**KUTIPAN PILIHAN:**
Pesan Rahbar

Home » » Risalah Huquq; Hak Pelaku Keburukan

Risalah Huquq; Hak Pelaku Keburukan

Written By Unknown on Thursday, 29 January 2015 | 23:15:00


Manusia adalah makhluk sosial yang memenuhi kebutuhan hidupnya lewat interaksi, hubungan dan kerjasama dengan sesama. Kehidupan sosial atau kehidupan bermasyarakat memainkan peran dalam membangun kepribadian manusia. Karena itu, kita mesti memerhatikan perilaku dan tindakan dalam berhubungan dengan orang lain. Salah satu syarat utama dalam kehidupan bermasyarakat adalah memiliki jiwa pemaaf dan melupakan kesalahan orang lain terhadap kita. Orang yang pemaaf akan memiliki jiwa yang tenang. Tentunya memaafkan hanya bisa dibenarkan jika tidak melanggar hak-hak orang lain atau membuat orang yang melakukan kesalahan semakin terdorong untuk berbuat salah.

Di sisi lain, di dunia ini tak ada orang yang sempurna dan tanpa cacat atau kesalahan. Karena itu, sebisa mungkin kita mesti bisa bersabar jika menghadapi hal-hal yang tidak diinginkan. Memaafkan dan mengampuni kesalahan adalah salah satu sifat Allah. Memaafkan adalah sifat ksatria dan orang-orang yang berjiwa besar. Orang yang menyandang sifat ini akan mudah memaafkan orang lain padahal dirinya mampu membalas kesalahan orang lain. Memaafkan akan membesarkan jiwa dan membebaskan diri manusia dari kekangan ego dan kesombongan. Memang, menutup mata dari gangguan orang sulit dilakukan. Tetapi kita diajarkan untuk bersabar sejauh kemampuan. Agama mengajarkan kepada kita untuk semampunya memadamkan amarah dan gejolak di hati. Dengan melatih diri, orang akan terbiasa sehingga ia akan terhiasi dengan sifat pemaaf.

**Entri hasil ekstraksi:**
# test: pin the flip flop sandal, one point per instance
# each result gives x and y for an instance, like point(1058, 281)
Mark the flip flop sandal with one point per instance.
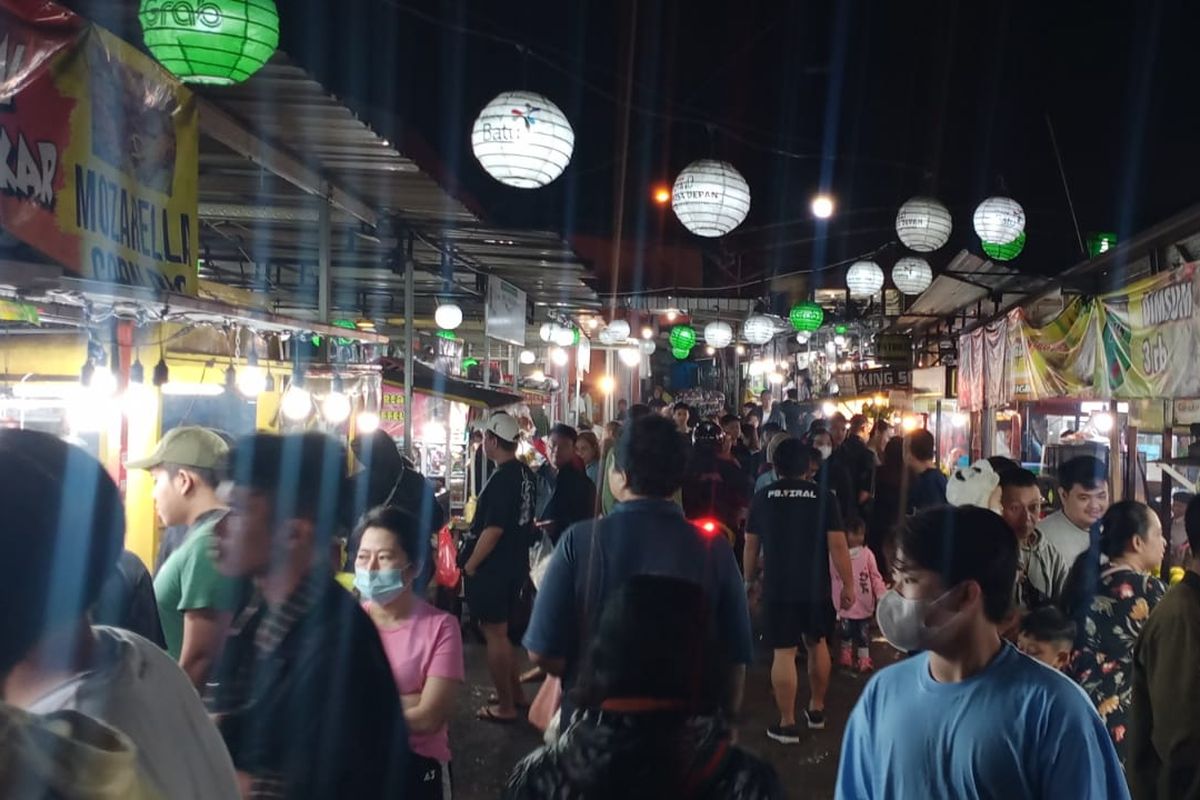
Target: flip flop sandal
point(487, 715)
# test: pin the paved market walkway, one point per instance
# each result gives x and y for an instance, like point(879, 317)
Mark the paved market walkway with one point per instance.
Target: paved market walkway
point(484, 753)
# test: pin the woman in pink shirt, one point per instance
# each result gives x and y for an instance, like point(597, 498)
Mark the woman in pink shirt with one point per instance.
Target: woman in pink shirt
point(423, 643)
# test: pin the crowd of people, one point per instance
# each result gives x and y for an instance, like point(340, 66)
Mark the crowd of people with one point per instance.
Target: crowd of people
point(287, 645)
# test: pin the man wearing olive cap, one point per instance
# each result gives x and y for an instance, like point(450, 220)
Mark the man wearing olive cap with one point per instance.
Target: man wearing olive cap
point(195, 601)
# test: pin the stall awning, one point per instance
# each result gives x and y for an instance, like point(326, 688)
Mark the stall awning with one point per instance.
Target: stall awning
point(427, 380)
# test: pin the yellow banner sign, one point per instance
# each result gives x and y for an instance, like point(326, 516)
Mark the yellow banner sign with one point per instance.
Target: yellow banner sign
point(100, 150)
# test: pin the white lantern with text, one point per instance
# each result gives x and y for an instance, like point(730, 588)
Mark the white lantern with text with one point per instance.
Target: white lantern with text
point(718, 335)
point(864, 280)
point(522, 139)
point(912, 275)
point(1000, 220)
point(711, 198)
point(923, 224)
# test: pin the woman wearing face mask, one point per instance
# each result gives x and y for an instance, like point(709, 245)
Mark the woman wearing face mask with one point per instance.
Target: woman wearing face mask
point(423, 644)
point(1110, 602)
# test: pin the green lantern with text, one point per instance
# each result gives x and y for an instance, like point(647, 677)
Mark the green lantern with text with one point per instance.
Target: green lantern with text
point(683, 337)
point(807, 317)
point(210, 42)
point(1005, 252)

**KETENTUAN TUGAS:**
Bisakah Anda menulis ulang bagian kutipan tentang memaafkan, mulai dari kata-kata "Pesan Rahbar" dan berhenti setelah "untuk berbuat salah.", sambil mengubah "pemaaf" menjadi "pengampun"?

**HASIL:**
Pesan Rahbar

Home » » Risalah Huquq; Hak Pelaku Keburukan

Risalah Huquq; Hak Pelaku Keburukan

Written By Unknown on Thursday, 29 January 2015 | 23:15:00


Manusia adalah makhluk sosial yang memenuhi kebutuhan hidupnya lewat interaksi, hubungan dan kerjasama dengan sesama. Kehidupan sosial atau kehidupan bermasyarakat memainkan peran dalam membangun kepribadian manusia. Karena itu, kita mesti memerhatikan perilaku dan tindakan dalam berhubungan dengan orang lain. Salah satu syarat utama dalam kehidupan bermasyarakat adalah memiliki jiwa pengampun dan melupakan kesalahan orang lain terhadap kita. Orang yang pengampun akan memiliki jiwa yang tenang. Tentunya memaafkan hanya bisa dibenarkan jika tidak melanggar hak-hak orang lain atau membuat orang yang melakukan kesalahan semakin terdorong untuk berbuat salah.